Reproduce everything from the line containing "Practice step: find the tree" down to the last of these lines, with "Drill step" in place of every occurrence of "Practice step" and all else unchanged.
--- START Records for this exercise ---
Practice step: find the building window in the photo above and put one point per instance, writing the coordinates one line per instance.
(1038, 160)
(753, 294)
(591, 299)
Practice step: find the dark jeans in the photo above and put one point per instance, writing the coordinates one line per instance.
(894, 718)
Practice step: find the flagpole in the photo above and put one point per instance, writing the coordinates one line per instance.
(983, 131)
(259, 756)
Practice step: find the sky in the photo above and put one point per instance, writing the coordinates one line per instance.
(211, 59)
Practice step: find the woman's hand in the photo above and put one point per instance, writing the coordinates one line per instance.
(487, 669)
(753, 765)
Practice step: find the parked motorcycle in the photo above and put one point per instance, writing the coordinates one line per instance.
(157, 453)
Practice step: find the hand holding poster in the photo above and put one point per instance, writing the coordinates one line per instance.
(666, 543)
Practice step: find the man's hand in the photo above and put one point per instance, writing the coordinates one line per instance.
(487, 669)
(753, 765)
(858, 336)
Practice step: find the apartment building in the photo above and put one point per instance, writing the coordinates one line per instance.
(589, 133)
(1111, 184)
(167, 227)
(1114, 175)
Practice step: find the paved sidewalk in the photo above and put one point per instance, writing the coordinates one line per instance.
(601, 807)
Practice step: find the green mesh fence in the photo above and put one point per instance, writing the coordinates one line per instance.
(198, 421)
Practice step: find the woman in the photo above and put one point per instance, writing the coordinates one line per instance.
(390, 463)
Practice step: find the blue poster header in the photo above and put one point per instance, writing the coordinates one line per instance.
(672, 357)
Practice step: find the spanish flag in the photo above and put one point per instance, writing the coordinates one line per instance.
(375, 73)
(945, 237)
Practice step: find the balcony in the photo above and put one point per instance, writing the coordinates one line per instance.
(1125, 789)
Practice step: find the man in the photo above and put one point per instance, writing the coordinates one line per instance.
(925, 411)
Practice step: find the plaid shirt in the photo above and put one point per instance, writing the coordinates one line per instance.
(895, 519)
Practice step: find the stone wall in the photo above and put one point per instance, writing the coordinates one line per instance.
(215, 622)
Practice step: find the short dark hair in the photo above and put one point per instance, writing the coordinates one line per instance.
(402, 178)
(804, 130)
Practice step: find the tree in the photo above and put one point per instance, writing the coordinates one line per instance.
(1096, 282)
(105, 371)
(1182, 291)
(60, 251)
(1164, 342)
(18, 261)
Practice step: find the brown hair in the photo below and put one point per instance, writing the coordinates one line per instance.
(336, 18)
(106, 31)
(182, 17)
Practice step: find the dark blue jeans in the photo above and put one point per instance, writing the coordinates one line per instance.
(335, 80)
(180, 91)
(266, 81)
--- END Records for this exercise ---
▶ _Expected answer_:
Drill step: find the tree in the photo above and put one point per instance, writing the coordinates one line per instance.
(1096, 282)
(105, 371)
(1182, 291)
(60, 251)
(1164, 342)
(18, 261)
Drill step: find the brown hair in the photo below and put one point per instance, writing the coordinates one line per instance.
(336, 18)
(106, 31)
(182, 17)
Drill step: find the dark blue jeans in the photo above and put one point per instance, writing the coordinates one line per instance.
(335, 80)
(180, 91)
(266, 81)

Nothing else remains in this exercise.